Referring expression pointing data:
>>>

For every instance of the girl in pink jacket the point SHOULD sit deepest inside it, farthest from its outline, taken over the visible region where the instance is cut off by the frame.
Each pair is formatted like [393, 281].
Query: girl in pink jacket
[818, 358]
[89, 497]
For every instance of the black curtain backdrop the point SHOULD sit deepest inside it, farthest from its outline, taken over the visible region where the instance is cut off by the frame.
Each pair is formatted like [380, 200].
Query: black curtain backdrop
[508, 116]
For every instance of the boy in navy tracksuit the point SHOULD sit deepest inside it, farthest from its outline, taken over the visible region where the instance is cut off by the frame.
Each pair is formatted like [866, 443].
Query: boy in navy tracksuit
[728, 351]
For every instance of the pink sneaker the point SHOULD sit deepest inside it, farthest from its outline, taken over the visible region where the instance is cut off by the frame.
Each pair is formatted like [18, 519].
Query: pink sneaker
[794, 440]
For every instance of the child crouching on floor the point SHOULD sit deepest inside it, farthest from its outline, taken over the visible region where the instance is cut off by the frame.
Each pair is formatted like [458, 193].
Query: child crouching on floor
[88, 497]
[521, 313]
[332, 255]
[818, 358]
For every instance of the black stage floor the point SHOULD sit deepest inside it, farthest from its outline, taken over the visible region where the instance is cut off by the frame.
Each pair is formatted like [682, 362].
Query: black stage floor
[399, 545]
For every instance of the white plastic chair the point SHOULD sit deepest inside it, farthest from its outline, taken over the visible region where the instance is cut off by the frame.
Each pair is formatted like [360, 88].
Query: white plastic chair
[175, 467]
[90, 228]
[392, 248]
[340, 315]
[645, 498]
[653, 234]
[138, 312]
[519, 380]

<<<

Output all of the data again. Match it exactly.

For every instance of the girl in pink jacket the point SHOULD sit deepest inside it, farthest from its outline, taken over the visible region where the instance is cut off by the frame.
Each pair is formatted like [393, 281].
Query: girl in pink jacket
[818, 358]
[89, 497]
For every instance of the black curtain backdrop the point SHOULD sit deepest inside it, farthest from its outline, taken over the visible region where the instance is cut off by the frame.
Each pair is formatted like [380, 200].
Query: black curtain backdrop
[508, 116]
For every instance of the boy in navy tracksuit the point SHOULD sit deepest inside it, farthest from its outline, taken over the visible region where the instance is cut off by the frame.
Each pair is formatted like [866, 443].
Query: boy in navy tracksuit
[728, 351]
For every instance of the pink sneaker the point SHOULD sit deepest inside it, farthest from its outline, taken over the visible region where the instance is cut off by the frame.
Each pair is formatted like [18, 519].
Query: pink sneaker
[794, 440]
For every instance of the child crouching on floor the point SHOULD sit deepest inside it, farthest from its outline, taken over the visible region where the instance is cut off by the frame.
Each pair is formatted like [458, 193].
Query: child crouching on floor
[88, 497]
[521, 313]
[332, 255]
[818, 358]
For every instance of the black stage floor the point SHOULD sit deepest inside it, farthest from its outline, taken over the visible region where the instance is cut off by the frame.
Each pair is formatted like [682, 362].
Query: black stage floor
[399, 545]
For every instance of the white plastic chair the point SHOULD sit deepest inside it, farthest from its outline, taken over the visible region where the instance is cut off by the frame.
Each pair is formatted like [360, 88].
Query: white plastic chair
[175, 467]
[90, 228]
[392, 248]
[340, 315]
[645, 498]
[653, 234]
[138, 312]
[519, 380]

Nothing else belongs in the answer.